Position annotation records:

— Begin —

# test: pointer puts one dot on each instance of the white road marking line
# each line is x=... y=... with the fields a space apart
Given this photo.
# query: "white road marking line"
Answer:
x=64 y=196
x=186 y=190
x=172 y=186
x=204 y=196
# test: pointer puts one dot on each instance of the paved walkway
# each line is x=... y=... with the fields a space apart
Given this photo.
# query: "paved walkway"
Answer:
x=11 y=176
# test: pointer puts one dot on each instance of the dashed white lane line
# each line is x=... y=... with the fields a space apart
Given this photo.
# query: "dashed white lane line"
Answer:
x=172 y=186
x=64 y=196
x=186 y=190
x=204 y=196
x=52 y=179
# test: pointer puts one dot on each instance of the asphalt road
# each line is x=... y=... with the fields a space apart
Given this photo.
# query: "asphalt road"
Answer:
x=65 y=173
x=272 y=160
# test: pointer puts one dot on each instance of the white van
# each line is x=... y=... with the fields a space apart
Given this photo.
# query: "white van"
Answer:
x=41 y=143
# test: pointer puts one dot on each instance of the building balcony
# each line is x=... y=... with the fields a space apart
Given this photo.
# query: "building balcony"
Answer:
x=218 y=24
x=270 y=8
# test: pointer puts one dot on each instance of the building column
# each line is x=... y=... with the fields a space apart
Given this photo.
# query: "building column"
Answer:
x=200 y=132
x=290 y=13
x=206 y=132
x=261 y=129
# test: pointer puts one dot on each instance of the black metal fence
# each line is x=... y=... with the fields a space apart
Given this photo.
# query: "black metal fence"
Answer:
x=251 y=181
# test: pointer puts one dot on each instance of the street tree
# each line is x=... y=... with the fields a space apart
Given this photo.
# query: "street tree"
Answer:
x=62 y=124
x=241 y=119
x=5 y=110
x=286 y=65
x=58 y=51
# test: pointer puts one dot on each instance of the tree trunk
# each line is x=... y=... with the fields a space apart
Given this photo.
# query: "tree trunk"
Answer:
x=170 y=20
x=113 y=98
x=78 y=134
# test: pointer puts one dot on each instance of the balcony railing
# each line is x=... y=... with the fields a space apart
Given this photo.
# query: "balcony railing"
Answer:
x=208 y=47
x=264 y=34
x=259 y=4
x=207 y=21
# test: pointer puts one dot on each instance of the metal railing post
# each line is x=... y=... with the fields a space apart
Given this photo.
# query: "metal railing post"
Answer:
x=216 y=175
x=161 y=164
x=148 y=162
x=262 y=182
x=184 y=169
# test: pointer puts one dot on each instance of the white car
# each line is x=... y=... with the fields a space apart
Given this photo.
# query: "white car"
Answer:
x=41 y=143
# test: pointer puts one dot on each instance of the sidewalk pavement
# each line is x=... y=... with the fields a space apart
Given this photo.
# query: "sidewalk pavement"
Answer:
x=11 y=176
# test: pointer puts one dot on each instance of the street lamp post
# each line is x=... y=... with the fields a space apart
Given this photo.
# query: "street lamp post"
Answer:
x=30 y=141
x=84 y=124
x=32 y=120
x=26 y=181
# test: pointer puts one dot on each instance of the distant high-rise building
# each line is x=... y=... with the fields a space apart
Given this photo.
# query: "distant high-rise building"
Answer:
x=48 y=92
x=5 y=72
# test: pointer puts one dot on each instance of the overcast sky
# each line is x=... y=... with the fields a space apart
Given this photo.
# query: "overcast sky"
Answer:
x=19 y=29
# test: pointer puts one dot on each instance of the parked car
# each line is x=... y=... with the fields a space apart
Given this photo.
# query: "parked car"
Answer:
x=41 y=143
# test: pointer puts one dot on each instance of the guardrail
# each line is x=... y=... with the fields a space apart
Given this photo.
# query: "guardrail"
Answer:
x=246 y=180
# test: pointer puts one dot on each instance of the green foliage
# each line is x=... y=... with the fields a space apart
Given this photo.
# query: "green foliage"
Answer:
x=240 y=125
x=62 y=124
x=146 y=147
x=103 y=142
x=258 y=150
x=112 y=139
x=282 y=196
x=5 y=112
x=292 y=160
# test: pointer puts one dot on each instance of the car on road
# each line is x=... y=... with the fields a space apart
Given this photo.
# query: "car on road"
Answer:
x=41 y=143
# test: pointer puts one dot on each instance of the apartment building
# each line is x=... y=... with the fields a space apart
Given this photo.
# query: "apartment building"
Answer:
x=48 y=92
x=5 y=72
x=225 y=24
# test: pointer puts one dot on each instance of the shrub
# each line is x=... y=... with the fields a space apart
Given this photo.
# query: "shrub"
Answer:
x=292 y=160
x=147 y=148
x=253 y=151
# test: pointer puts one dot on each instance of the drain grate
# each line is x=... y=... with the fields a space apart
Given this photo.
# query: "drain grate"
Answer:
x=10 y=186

— End —

* WORK TO DO: Please rename every "pointer" in the material to "locator" and give all of it back otherwise unchanged.

* WRITTEN REPLY:
# test: locator puts one dot on each instance of the white road marking line
# each line is x=... y=... with the fields a space apart
Given this photo.
# query: "white road marking line"
Answer:
x=64 y=196
x=186 y=190
x=172 y=186
x=204 y=196
# test: locator puts one dot on each instance of the paved walkway
# each line is x=... y=... with the fields a space apart
Given this photo.
# query: "paved walkway"
Answer:
x=11 y=176
# test: locator puts one dot on each instance of the dashed white lane line
# each line is x=... y=... with the fields a space apart
Given this photo.
# query: "dashed white lane line"
Answer:
x=172 y=186
x=64 y=196
x=186 y=190
x=204 y=196
x=52 y=179
# test: locator puts one dot on each instance of the asphalt road
# each line is x=... y=... with the fields a space apart
Given this photo.
# query: "asphalt road"
Answer:
x=65 y=173
x=272 y=160
# test: locator puts one dot on each instance of the white van
# each line is x=... y=... with the fields a space apart
Given this photo.
# query: "white van"
Answer:
x=41 y=143
# test: locator puts one dot on each instance of the building balcony
# each line is x=... y=... with the fields a space apart
Given this photo.
# query: "building balcony"
Answer:
x=218 y=24
x=270 y=8
# test: locator puts one dot on each instance of the building column
# each line is x=... y=... with the fields a space apart
Given this photo.
# query: "building column"
Answer:
x=200 y=132
x=290 y=13
x=206 y=132
x=261 y=129
# test: locator puts one dot on each instance of the black metal fence
# each line is x=... y=... with the fields a space apart
Given this photo.
# query: "black metal fence"
Answer:
x=251 y=181
# test: locator puts one dot on each instance of the street tree
# each line is x=... y=... with the fields a space apart
Given this photo.
# query: "street tree"
Answer:
x=62 y=124
x=241 y=119
x=5 y=110
x=286 y=65
x=58 y=51
# test: locator puts one dot on each instance of the tree trunk
# each line is x=... y=... with the fields a space apart
Given this photo.
# query: "tree trunk"
Answer:
x=170 y=20
x=113 y=98
x=78 y=134
# test: locator puts one dot on each instance of the balcony railing
# each line is x=... y=... with the fields a space apart
Given this photo.
# query: "balcony railing"
Answer:
x=208 y=47
x=264 y=34
x=259 y=4
x=207 y=21
# test: locator puts one dot on each instance of the metal railing post
# each line is x=... y=... with the fields a space apart
Given this photo.
# query: "metal railing post"
Answer:
x=216 y=175
x=161 y=164
x=148 y=162
x=262 y=182
x=184 y=169
# test: locator puts one dot on each instance of the white car
# each line is x=... y=... with the fields a space apart
Given this photo.
# query: "white car"
Answer:
x=41 y=143
# test: locator puts one dot on each instance of the sidewalk pavement
# each line is x=... y=... with the fields a space apart
Given this photo.
# query: "sidewalk pavement"
Answer:
x=11 y=176
# test: locator puts one dot on each instance of the street lamp post
# each line is x=... y=... with the fields a space apart
Given this photo.
# query: "street lamp post"
Answer:
x=30 y=141
x=84 y=124
x=32 y=120
x=26 y=181
# test: locator puts one dot on each instance of the distant high-rise building
# each line is x=... y=... with the fields a space apart
Given this photo.
# query: "distant high-rise building"
Answer:
x=48 y=92
x=5 y=72
# test: locator puts one dot on each instance of the overcast sky
# each line is x=... y=... with the fields a space apart
Given this photo.
# query: "overcast sky"
Answer:
x=19 y=29
# test: locator puts one dot on each instance of the parked car
# each line is x=... y=... with the fields a space apart
Given this photo.
# query: "parked car"
Answer:
x=41 y=143
# test: locator puts one dot on each instance of the guardrail
# each line is x=... y=... with the fields a space apart
Given this photo.
# query: "guardrail"
Answer:
x=246 y=180
# test: locator puts one dot on each instance of the green foliage
# each line is x=... y=... with the fields a space apart
Given this photo.
# query: "green foliage"
Answer:
x=240 y=125
x=62 y=124
x=146 y=147
x=103 y=142
x=258 y=150
x=112 y=139
x=282 y=196
x=5 y=112
x=292 y=160
# test: locator puts one dot on each instance of the car on road
# each line is x=... y=... with the fields a space apart
Given this photo.
# query: "car on road"
Answer:
x=41 y=143
# test: locator puts one dot on each instance of the apartment building
# each line is x=... y=... with the fields a space apart
Given this photo.
# query: "apartment building"
Answer:
x=48 y=92
x=5 y=72
x=225 y=24
# test: locator puts one dot on each instance of the shrub
# each line is x=... y=... with the fields a space apart
Given this photo.
# query: "shrub"
Answer:
x=292 y=160
x=147 y=148
x=253 y=151
# test: locator puts one dot on each instance of the drain grate
# each line is x=... y=... with the fields a space apart
Given this photo.
# query: "drain grate"
Answer:
x=10 y=186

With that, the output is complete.